◆ Data supplied:
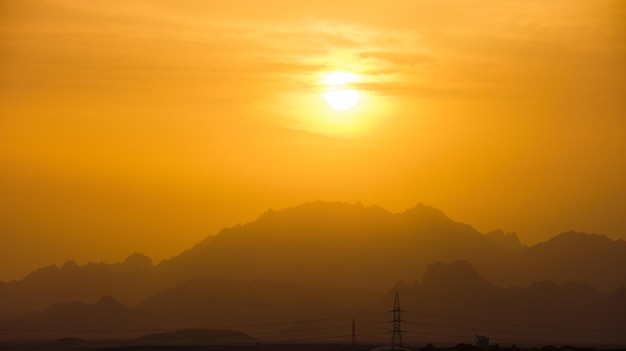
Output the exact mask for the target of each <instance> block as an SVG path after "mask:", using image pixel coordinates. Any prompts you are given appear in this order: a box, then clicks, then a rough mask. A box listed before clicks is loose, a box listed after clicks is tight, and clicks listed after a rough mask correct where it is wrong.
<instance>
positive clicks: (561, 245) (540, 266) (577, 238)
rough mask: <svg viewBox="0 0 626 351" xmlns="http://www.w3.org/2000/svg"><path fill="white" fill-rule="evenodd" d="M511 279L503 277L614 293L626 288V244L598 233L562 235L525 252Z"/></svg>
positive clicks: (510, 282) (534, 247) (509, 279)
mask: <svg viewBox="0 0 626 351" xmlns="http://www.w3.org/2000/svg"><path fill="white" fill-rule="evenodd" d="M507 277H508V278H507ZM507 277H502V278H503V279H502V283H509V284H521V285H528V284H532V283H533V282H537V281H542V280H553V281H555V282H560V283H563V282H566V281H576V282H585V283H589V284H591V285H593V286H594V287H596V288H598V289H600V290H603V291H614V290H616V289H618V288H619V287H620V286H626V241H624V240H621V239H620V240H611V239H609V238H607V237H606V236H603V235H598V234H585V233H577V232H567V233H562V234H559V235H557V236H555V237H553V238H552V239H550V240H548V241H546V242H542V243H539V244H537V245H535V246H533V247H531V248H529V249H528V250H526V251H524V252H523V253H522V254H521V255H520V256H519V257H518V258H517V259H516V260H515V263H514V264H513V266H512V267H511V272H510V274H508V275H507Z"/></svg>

...

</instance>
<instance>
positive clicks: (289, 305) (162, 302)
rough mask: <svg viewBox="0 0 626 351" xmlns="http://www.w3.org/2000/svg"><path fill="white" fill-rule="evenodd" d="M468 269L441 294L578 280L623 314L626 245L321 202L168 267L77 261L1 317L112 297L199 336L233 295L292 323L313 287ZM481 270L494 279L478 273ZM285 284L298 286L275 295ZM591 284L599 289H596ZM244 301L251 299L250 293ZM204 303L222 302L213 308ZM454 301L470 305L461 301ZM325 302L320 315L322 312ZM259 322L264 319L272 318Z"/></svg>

◆ Job item: Repeat the listing word for word, starting with the line containing "Output the exact" and going on through the line containing "positive clicks: (561, 245)".

◆ Result for this exercise:
Output the exact mask for the target of each <instance> block as an SVG path after "mask:", using image pixel coordinates. Any prompts you are given appear in this order: a box, then clicks, then a rough mask. A box listed before clicks is loose, a box listed after clicks is tight, and clicks listed after a rough mask correct where it is wrong.
<instance>
positive clicks: (561, 245) (540, 266) (577, 238)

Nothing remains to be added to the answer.